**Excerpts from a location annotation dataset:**
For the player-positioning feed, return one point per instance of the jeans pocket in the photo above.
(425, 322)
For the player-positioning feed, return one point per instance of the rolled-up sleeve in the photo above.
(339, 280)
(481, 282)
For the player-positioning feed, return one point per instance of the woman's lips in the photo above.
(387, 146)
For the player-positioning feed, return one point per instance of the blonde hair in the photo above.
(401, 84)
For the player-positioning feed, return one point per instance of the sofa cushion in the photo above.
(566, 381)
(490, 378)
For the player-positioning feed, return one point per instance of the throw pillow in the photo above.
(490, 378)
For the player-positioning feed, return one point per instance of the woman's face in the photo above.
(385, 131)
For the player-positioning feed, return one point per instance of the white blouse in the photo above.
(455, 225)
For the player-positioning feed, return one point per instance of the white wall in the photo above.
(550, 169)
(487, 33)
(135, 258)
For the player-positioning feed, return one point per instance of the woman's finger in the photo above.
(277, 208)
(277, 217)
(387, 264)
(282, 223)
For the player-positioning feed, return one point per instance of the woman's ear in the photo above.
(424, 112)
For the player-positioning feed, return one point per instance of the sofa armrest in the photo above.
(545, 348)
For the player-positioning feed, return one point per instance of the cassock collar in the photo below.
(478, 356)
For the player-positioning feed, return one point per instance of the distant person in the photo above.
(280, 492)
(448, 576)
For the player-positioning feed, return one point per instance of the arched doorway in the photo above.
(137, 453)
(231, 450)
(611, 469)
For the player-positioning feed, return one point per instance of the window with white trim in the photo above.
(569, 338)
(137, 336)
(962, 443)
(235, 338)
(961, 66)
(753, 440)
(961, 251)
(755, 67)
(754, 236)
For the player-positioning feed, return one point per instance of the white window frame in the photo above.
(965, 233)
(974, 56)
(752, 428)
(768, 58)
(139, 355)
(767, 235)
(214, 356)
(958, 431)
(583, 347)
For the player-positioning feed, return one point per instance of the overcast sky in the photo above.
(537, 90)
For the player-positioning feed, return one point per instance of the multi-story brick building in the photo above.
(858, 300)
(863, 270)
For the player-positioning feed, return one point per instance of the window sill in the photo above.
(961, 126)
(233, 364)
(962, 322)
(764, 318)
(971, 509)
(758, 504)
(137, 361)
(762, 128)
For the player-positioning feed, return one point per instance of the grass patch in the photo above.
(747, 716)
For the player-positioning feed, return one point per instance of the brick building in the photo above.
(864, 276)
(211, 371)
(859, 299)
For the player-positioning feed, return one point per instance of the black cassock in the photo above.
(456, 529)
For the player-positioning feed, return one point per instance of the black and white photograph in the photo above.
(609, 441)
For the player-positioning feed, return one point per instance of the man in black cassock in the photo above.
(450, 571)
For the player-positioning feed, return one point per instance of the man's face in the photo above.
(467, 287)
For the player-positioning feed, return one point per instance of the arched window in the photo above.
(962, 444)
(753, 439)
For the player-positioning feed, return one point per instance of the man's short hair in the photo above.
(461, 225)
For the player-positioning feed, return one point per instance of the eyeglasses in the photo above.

**What you are asked to do:** Turn all of the material above into a numbered list, leaving out any blank lines.

**Task solution:**
1. For the player-positioning feed, return one point per instance of the jeans pocket in the photo above.
2. (425, 322)
3. For the player-positioning feed, return one point per instance of the rolled-up sleeve in the photo above.
4. (339, 280)
5. (481, 282)
6. For the player-positioning feed, return one point per instance of the woman's lips in the photo above.
7. (387, 146)
8. For the player-positioning feed, return one point per instance of the blonde hair in the photo above.
9. (401, 84)
10. For the player-positioning feed, return one point per instance of the sofa cushion in the photo above.
11. (566, 381)
12. (490, 378)
13. For the player-positioning feed, return one point per instance of the throw pillow in the photo above.
14. (490, 378)
15. For the player-positioning feed, return one point per instance of the woman's face in the photo above.
16. (385, 131)
17. For the player-positioning feed, return one point per instance of the white blouse in the photo above.
18. (455, 225)
19. For the player-positioning feed, return one point per instance of the white wall in the photo above.
20. (550, 169)
21. (487, 33)
22. (135, 258)
23. For the player-positioning feed, return one point per instance of the woman's finger in the photo above.
24. (277, 208)
25. (277, 217)
26. (387, 264)
27. (282, 223)
28. For the player-positioning feed, return one point per instance of the woman's ear in the photo above.
29. (424, 112)
30. For the player-positioning feed, return one point per instance of the sofa armrest in the photo above.
31. (545, 348)
32. For the player-positioning feed, return one point per instance of the cassock collar in the photo below.
33. (478, 356)
34. For the player-positioning feed, return one point per instance of the distant person in the photo above.
35. (280, 492)
36. (448, 576)
37. For the player-positioning feed, return one point per instance of the arched doorway in the photo above.
38. (137, 453)
39. (231, 450)
40. (611, 469)
41. For the player-positioning feed, return one point per instance of the window with white trim in the photo above.
42. (569, 338)
43. (137, 336)
44. (962, 443)
45. (235, 338)
46. (961, 66)
47. (753, 440)
48. (961, 251)
49. (755, 67)
50. (754, 236)
51. For the player-positioning feed, return one point per instance of the white window frame in the photo above.
52. (965, 233)
53. (974, 56)
54. (752, 428)
55. (768, 58)
56. (139, 355)
57. (767, 235)
58. (214, 356)
59. (958, 431)
60. (583, 347)
61. For the player-positioning feed, return one point per instance of the overcast sky in the photo above.
62. (537, 90)
63. For the player-positioning feed, return one point per instance of the multi-story brick building in the photo above.
64. (858, 300)
65. (863, 270)
66. For the player-positioning feed, return one point per instance of the window sill in the photo above.
67. (961, 126)
68. (233, 364)
69. (962, 322)
70. (764, 318)
71. (971, 509)
72. (758, 504)
73. (137, 361)
74. (762, 128)
75. For the player-positioning feed, return one point per instance of the grass patch in the photo above.
76. (747, 716)
77. For the player-positioning feed, return one point per instance of the brick building in the photo above.
78. (864, 276)
79. (211, 371)
80. (859, 299)
81. For the player-positioning feed, return one point per instance of the black cassock in the photo above.
82. (456, 529)
83. For the player-positioning feed, return one point per instance of the black and white photograph in the photo above.
84. (609, 441)
85. For the player-positioning feed, return one point per instance of the man in black cassock in the photo above.
86. (450, 571)
87. For the player-positioning feed, return one point per instance of the man's face in the photo above.
88. (467, 287)
89. For the player-positioning feed, return one point per instance of the arched window in the photo above.
90. (962, 444)
91. (753, 439)
92. For the player-positioning feed, return one point per instance of the man's short hair in the photo above.
93. (461, 225)
94. For the player-positioning feed, return one point per instance of the eyeglasses in the photo above.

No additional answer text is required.